Exercise aim: Print, word for word, the passage of the hockey hit discussion below that opens with the words containing "Beyond that, this" and closes with "getting the puck.".

Source extract:
## begin

Refs are capable of mistakes.
Refs gave Bartkowski a penalty for an illegal play, so it wasn't a clean hit. Its not much different from John Scott nudging Loui last year, head down and late contact.
It's very similar in my mind to the Campbell/Umberger hit. You can't call that clean and call this one dirty. Maybe it shouldn't be in the game, but it strikes me as legal.
No, you can't eliminate them. But stronger penalties would serve as a deterrent. Maybe if Bartkowski had known that predatory blindside hits to a defenseless player might get him a 20 game suspension, he would have held up and Gionta wouldn't be concussed.
Refs gave Bartkowski a penalty for an illegal play, so it wasn't a clean hit. Its not much different from John Scott nudging Loui last year, head down and late contact.
Great hit!!! Gionta got caught watching the puck. No foul at all. I don't know why a penalty was called.
People calling this a "clean hit" have either lost their minds or never had one to begin with.
Gionta didn't touch the puck.
People calling this a "clean hit" have either lost their minds or never had one to begin with.
Do you think it's interference if a guy is trying to take a pass and it hops over his stick and he gets hit at the same time?
Technically, yes. A hit exist to seperate an opponent from the puck, it is illegal ot hit an opponent who doesn't have the puck. A player cannot just go for a hit and pray that the opponent will do everything so that the hit is legal, it's on him to make sure he is allowed to make the hit. In this case, Bartkowski couldn't be sure that Gionta would have the puck, yet he opted to go for the hit anyway, hence it is on him if anything goes wrong.
Beyond that, this was hardly a case of a player just missing a simple pass, Gionta had to really stretch out to even have a chance of getting the puck.

## end

Given records:
## begin

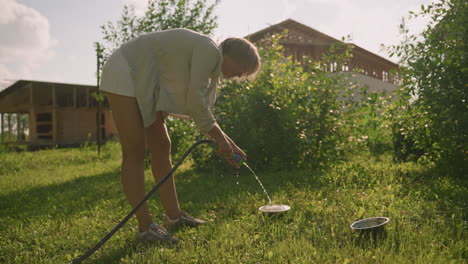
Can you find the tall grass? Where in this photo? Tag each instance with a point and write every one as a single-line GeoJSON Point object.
{"type": "Point", "coordinates": [56, 204]}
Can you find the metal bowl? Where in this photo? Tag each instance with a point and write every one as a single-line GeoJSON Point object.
{"type": "Point", "coordinates": [370, 223]}
{"type": "Point", "coordinates": [274, 208]}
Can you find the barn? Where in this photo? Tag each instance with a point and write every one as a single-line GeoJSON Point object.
{"type": "Point", "coordinates": [364, 68]}
{"type": "Point", "coordinates": [37, 114]}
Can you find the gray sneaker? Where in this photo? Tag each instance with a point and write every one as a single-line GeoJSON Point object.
{"type": "Point", "coordinates": [156, 233]}
{"type": "Point", "coordinates": [184, 220]}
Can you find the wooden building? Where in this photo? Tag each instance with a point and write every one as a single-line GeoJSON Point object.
{"type": "Point", "coordinates": [364, 67]}
{"type": "Point", "coordinates": [50, 114]}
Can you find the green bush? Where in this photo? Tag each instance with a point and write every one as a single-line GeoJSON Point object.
{"type": "Point", "coordinates": [431, 121]}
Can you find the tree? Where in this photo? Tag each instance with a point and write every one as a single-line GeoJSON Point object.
{"type": "Point", "coordinates": [432, 120]}
{"type": "Point", "coordinates": [159, 15]}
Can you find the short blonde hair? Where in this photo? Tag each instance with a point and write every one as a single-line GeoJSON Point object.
{"type": "Point", "coordinates": [243, 52]}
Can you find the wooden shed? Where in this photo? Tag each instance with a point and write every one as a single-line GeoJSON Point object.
{"type": "Point", "coordinates": [366, 67]}
{"type": "Point", "coordinates": [37, 113]}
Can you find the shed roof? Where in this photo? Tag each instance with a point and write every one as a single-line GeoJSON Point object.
{"type": "Point", "coordinates": [315, 37]}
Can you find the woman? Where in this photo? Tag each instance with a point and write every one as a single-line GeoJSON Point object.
{"type": "Point", "coordinates": [172, 72]}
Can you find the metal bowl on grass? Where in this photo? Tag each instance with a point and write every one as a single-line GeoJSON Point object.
{"type": "Point", "coordinates": [274, 209]}
{"type": "Point", "coordinates": [373, 225]}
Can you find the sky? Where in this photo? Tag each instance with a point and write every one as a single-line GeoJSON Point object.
{"type": "Point", "coordinates": [52, 40]}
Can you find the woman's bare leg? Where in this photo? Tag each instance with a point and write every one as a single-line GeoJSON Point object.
{"type": "Point", "coordinates": [129, 124]}
{"type": "Point", "coordinates": [159, 143]}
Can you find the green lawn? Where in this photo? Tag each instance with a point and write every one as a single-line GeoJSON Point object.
{"type": "Point", "coordinates": [56, 204]}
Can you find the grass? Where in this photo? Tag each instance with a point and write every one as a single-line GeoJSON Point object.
{"type": "Point", "coordinates": [56, 204]}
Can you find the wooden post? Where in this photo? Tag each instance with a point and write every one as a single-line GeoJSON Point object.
{"type": "Point", "coordinates": [98, 99]}
{"type": "Point", "coordinates": [9, 126]}
{"type": "Point", "coordinates": [74, 97]}
{"type": "Point", "coordinates": [32, 115]}
{"type": "Point", "coordinates": [18, 127]}
{"type": "Point", "coordinates": [3, 139]}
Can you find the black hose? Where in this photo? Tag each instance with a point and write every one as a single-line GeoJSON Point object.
{"type": "Point", "coordinates": [126, 218]}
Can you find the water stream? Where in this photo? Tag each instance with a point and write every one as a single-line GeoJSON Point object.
{"type": "Point", "coordinates": [256, 177]}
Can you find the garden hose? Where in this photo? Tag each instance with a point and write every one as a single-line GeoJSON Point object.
{"type": "Point", "coordinates": [126, 218]}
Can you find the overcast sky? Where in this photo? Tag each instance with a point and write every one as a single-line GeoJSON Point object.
{"type": "Point", "coordinates": [52, 40]}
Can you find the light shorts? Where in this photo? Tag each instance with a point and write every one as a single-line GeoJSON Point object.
{"type": "Point", "coordinates": [116, 76]}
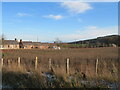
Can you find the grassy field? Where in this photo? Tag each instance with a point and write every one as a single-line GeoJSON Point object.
{"type": "Point", "coordinates": [82, 60]}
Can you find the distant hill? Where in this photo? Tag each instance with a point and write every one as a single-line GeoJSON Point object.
{"type": "Point", "coordinates": [101, 41]}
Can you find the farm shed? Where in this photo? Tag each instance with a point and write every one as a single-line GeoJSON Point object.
{"type": "Point", "coordinates": [9, 44]}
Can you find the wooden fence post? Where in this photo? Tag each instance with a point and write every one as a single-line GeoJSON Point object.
{"type": "Point", "coordinates": [2, 62]}
{"type": "Point", "coordinates": [36, 61]}
{"type": "Point", "coordinates": [50, 64]}
{"type": "Point", "coordinates": [18, 61]}
{"type": "Point", "coordinates": [67, 65]}
{"type": "Point", "coordinates": [96, 68]}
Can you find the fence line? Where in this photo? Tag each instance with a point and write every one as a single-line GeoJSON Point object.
{"type": "Point", "coordinates": [50, 65]}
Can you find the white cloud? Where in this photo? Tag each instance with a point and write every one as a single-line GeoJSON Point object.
{"type": "Point", "coordinates": [23, 14]}
{"type": "Point", "coordinates": [89, 33]}
{"type": "Point", "coordinates": [77, 7]}
{"type": "Point", "coordinates": [56, 17]}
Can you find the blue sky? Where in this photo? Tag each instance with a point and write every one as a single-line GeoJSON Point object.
{"type": "Point", "coordinates": [67, 21]}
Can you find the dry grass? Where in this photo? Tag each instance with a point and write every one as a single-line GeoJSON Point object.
{"type": "Point", "coordinates": [81, 60]}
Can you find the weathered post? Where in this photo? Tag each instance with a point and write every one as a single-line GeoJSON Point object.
{"type": "Point", "coordinates": [19, 62]}
{"type": "Point", "coordinates": [36, 61]}
{"type": "Point", "coordinates": [8, 63]}
{"type": "Point", "coordinates": [96, 68]}
{"type": "Point", "coordinates": [2, 62]}
{"type": "Point", "coordinates": [67, 66]}
{"type": "Point", "coordinates": [50, 63]}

## end

Task output:
Beyond that, this was hardly a case of a player just missing a simple pass, Gionta had to really stretch out to even have a chance of getting the puck.